• [Supplied information]
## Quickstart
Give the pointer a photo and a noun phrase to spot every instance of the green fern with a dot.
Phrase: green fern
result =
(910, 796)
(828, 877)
...
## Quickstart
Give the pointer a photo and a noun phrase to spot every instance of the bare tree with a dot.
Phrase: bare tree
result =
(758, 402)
---
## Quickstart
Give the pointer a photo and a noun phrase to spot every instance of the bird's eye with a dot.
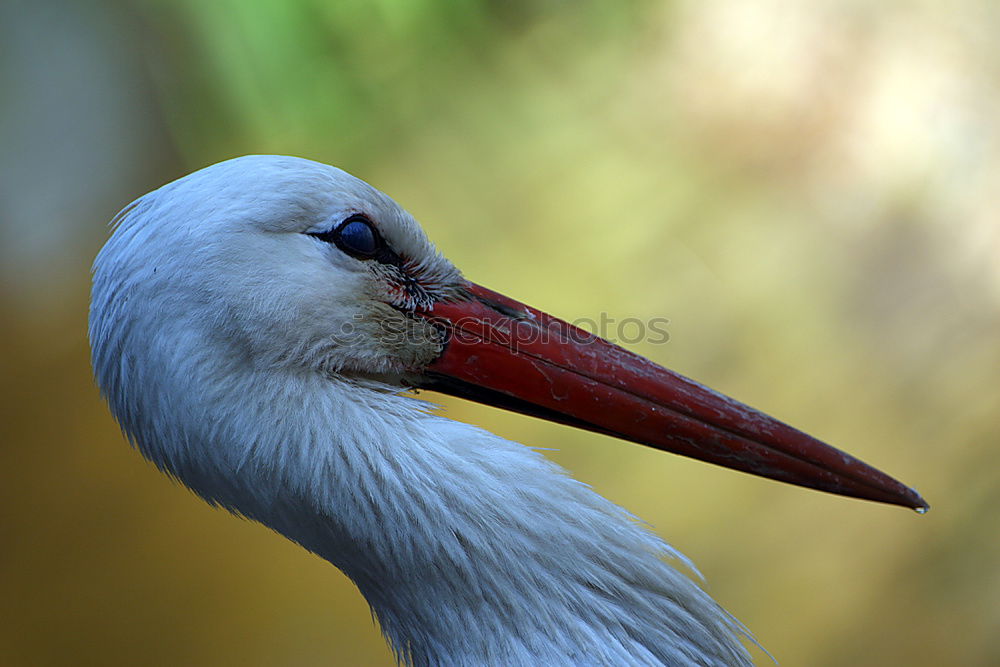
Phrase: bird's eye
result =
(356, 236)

• [What you should do] Using the entries above, work out the number of lines that hold the word "pointer" and write it with no other words.

• [Response area] 3